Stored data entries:

┌──

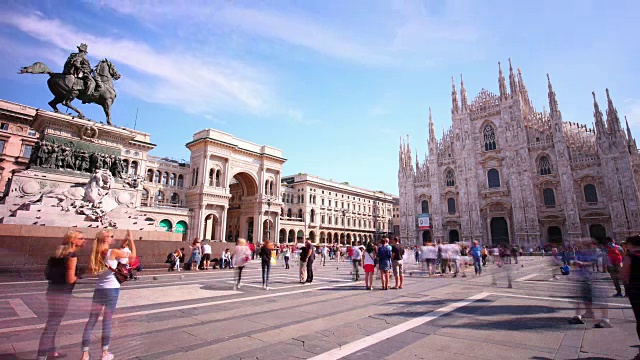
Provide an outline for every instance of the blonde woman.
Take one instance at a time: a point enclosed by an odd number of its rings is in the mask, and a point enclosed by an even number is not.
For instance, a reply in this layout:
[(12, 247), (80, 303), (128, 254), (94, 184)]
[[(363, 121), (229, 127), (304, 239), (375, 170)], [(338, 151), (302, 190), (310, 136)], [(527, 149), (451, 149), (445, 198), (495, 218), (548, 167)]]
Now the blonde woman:
[(38, 360), (46, 360), (47, 357), (60, 358), (65, 356), (56, 351), (56, 333), (69, 307), (73, 287), (78, 281), (76, 276), (79, 273), (76, 251), (84, 246), (84, 241), (85, 237), (81, 232), (68, 232), (64, 236), (62, 245), (56, 249), (55, 256), (49, 259), (49, 264), (47, 265), (49, 286), (46, 294), (49, 314), (40, 337)]
[(89, 320), (82, 334), (82, 360), (89, 359), (89, 345), (91, 344), (91, 333), (98, 322), (100, 313), (102, 315), (102, 360), (112, 360), (113, 354), (109, 352), (109, 342), (111, 340), (111, 319), (116, 310), (118, 295), (120, 294), (120, 283), (116, 279), (113, 271), (118, 265), (118, 259), (128, 257), (135, 259), (136, 245), (133, 241), (131, 231), (127, 231), (125, 239), (129, 242), (131, 253), (120, 249), (110, 249), (113, 243), (113, 233), (110, 231), (100, 231), (96, 234), (93, 243), (93, 250), (89, 258), (89, 272), (97, 275), (96, 290), (93, 293), (91, 313)]

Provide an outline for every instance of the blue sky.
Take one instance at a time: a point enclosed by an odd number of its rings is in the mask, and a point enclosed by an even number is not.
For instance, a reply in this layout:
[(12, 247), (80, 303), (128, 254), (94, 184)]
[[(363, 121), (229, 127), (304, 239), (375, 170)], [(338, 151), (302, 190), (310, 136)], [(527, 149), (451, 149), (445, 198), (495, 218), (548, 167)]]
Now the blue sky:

└──

* EXERCISE DIRECTIONS
Type out the entries again without a single change, and leave the pictures out.

* TASK RESULT
Provide an outline for every instance of the blonde woman.
Take one instance at a time: a point enclosed by an odd number of its rings is in the mask, and a point enclosed by an even number is not.
For instance, a reply in this layout:
[(12, 247), (80, 303), (128, 254), (94, 184)]
[[(363, 121), (229, 127), (304, 239), (375, 170)], [(338, 151), (302, 190), (310, 136)], [(527, 149), (451, 149), (445, 198), (495, 218), (548, 167)]]
Now the blonde woman:
[(38, 360), (46, 360), (47, 357), (60, 358), (65, 356), (56, 351), (56, 333), (69, 307), (73, 287), (78, 281), (76, 276), (79, 273), (76, 251), (84, 246), (84, 241), (85, 237), (81, 232), (68, 232), (64, 236), (62, 245), (56, 249), (55, 256), (49, 259), (49, 264), (47, 265), (49, 286), (46, 294), (49, 314), (40, 337)]
[(89, 320), (82, 334), (82, 360), (89, 359), (89, 345), (91, 344), (91, 333), (98, 322), (100, 313), (102, 315), (102, 360), (112, 360), (113, 354), (109, 352), (109, 342), (111, 340), (111, 319), (116, 310), (118, 295), (120, 294), (120, 283), (116, 279), (113, 271), (118, 265), (118, 259), (128, 257), (135, 259), (136, 245), (133, 241), (131, 231), (127, 231), (125, 239), (129, 242), (131, 253), (120, 249), (110, 249), (113, 243), (113, 233), (110, 231), (100, 231), (96, 234), (93, 243), (93, 250), (89, 258), (89, 272), (97, 275), (96, 290), (93, 293), (91, 313)]

Provide an outline for every instance of the blue sky.
Take one instance at a time: a point enclosed by an odd number of its rings is in the mask, and a point enclosed by an even number is not.
For instance, a reply in this layout:
[(12, 247), (80, 303), (128, 254), (94, 184)]
[[(363, 121), (229, 127), (304, 239), (375, 170)], [(338, 151), (302, 190), (310, 136)], [(527, 149), (451, 149), (445, 198), (495, 218), (548, 167)]]
Now the blue sky:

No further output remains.